• _Excerpted text_
# Going to Georgia. Need Advise Please



## dholth01 (Jan 21, 2008)

I am going to Lake Oconee in Georgia to fish this week starting Thursday. I am a first time boat owner and I am not sure what to throw down there. I would assume the Bass are spawning or in pre-spawn. So my question is How can you tell and what is some adise on what to throw. Thank you for any response.


----------



## 1st shirt (Jan 11, 2008)

You'll need to look shallow for Bass on the beds to determine if they are spawning yet. Of course they don't all spawn at the exact same time so there should still be some in prespawn mode. If they are still in prespawn, I would use baits that cover a lot of water, like crank baits and spinner baits. You also might want to try some top water. That can really be exciting. If most of the fish are on the beds, you will probably be better off with soft plastic. I like to use something I can see really well in the water. The choice is unlimited. Don't know if you have fished spawning bass before, but it can be frustrating. If they don't hit fairly quick, try another cast. Let the lure sit for several seconds at lease, and maybe twitch it a little. A lot of beds have a "Sweet" spot you need to find. When you hit the "Sweet" spot, the bass will move the lure. Once it takes the lure, set the hook. You can't wait too long. They just want that thing out of the bed so they will drop it soon. Hope this helps some. Don't forget, as soon as you think you have them figured out, they will want something different, so everything I've suggested, may be worthless.  If so, you may get :S .


----------



## dKilla (May 1, 2007)

Whacky-rigged bubblegum/cotton candy worm or watermelon senko on the beds. Cranks, jerkbaits, spinnerbaits, zara spooks, skitter-pop, spro frog. Basically...everything in your tackle box could come in handy.


----------



## chris1162 (Mar 12, 2008)

• _Written request 1_
Reproduce the forum thread on bass fishing at Lake Oconee in full, word for word.

• _Extracted records_

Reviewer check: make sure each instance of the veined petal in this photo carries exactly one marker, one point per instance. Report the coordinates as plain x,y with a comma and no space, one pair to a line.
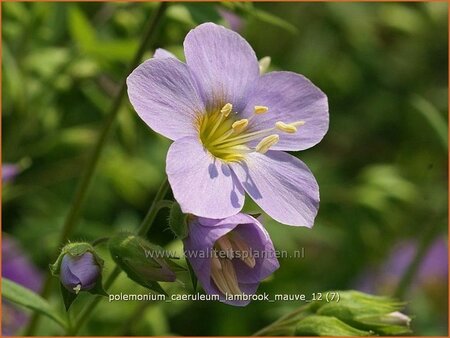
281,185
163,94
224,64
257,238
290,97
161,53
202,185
--
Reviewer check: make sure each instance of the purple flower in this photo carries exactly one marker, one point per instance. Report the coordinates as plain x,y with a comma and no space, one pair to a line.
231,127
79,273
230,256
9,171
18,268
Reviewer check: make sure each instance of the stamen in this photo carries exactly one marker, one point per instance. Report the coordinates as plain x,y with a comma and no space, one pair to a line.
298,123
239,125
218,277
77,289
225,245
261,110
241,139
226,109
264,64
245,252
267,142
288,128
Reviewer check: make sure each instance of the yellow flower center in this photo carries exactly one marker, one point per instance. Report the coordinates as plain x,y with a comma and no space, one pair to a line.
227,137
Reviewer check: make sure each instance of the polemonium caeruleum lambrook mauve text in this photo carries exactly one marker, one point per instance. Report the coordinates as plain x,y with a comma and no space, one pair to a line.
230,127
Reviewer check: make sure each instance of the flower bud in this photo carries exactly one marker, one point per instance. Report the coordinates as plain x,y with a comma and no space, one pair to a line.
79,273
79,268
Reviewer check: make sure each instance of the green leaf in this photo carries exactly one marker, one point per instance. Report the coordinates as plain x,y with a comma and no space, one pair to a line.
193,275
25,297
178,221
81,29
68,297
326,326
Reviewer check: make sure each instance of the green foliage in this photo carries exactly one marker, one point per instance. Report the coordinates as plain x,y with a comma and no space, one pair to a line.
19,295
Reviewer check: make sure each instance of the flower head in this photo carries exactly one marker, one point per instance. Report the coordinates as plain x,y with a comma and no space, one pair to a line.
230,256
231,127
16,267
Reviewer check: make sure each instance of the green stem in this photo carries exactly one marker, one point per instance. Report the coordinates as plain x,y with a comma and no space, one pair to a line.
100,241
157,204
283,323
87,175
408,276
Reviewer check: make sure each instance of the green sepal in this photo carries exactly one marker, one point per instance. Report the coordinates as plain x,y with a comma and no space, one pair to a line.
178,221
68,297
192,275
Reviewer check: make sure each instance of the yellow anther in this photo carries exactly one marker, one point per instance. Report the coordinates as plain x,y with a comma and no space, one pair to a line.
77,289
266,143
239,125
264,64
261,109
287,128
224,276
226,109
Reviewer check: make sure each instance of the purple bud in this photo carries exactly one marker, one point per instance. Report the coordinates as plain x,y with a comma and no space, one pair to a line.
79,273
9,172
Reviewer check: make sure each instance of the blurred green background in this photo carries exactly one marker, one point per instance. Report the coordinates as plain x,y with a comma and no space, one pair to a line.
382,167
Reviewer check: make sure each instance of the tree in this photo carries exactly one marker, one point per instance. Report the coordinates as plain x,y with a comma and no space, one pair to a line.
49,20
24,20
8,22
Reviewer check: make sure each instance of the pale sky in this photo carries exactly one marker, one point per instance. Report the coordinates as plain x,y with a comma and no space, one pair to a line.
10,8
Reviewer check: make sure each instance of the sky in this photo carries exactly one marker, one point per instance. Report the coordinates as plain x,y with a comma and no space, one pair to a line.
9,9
---
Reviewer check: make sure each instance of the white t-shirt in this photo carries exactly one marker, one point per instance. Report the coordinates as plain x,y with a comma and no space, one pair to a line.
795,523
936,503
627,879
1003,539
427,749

• _Written request 2_
Find each line of the records that contains the word "yellow", and copy those lines out in full.

• _Full response 1_
# Going to Georgia. Need Advise Please



## dholth01 (Jan 21, 2008)

I am going to Lake Oconee in Georgia to fish this week starting Thursday. I am a first time boat owner and I am not sure what to throw down there. I would assume the Bass are spawning or in pre-spawn. So my question is How can you tell and what is some adise on what to throw. Thank you for any response.


----------



## 1st shirt (Jan 11, 2008)

You'll need to look shallow for Bass on the beds to determine if they are spawning yet. Of course they don't all spawn at the exact same time so there should still be some in prespawn mode. If they are still in prespawn, I would use baits that cover a lot of water, like crank baits and spinner baits. You also might want to try some top water. That can really be exciting. If most of the fish are on the beds, you will probably be better off with soft plastic. I like to use something I can see really well in the water. The choice is unlimited. Don't know if you have fished spawning bass before, but it can be frustrating. If they don't hit fairly quick, try another cast. Let the lure sit for several seconds at lease, and maybe twitch it a little. A lot of beds have a "Sweet" spot you need to find. When you hit the "Sweet" spot, the bass will move the lure. Once it takes the lure, set the hook. You can't wait too long. They just want that thing out of the bed so they will drop it soon. Hope this helps some. Don't forget, as soon as you think you have them figured out, they will want something different, so everything I've suggested, may be worthless.  If so, you may get :S .


----------



## dKilla (May 1, 2007)

Whacky-rigged bubblegum/cotton candy worm or watermelon senko on the beds. Cranks, jerkbaits, spinnerbaits, zara spooks, skitter-pop, spro frog. Basically...everything in your tackle box could come in handy.


----------



## chris1162 (Mar 12, 2008)

• _Full response 2_
Reviewer check: make sure each instance of the yellow flower center in this photo carries exactly one marker, one point per instance. Report the coordinates as plain x,y with a comma and no space, one pair to a line.
Reviewer check: make sure each instance of the yellow anther in this photo carries exactly one marker, one point per instance. Report the coordinates as plain x,y with a comma and no space, one pair to a line.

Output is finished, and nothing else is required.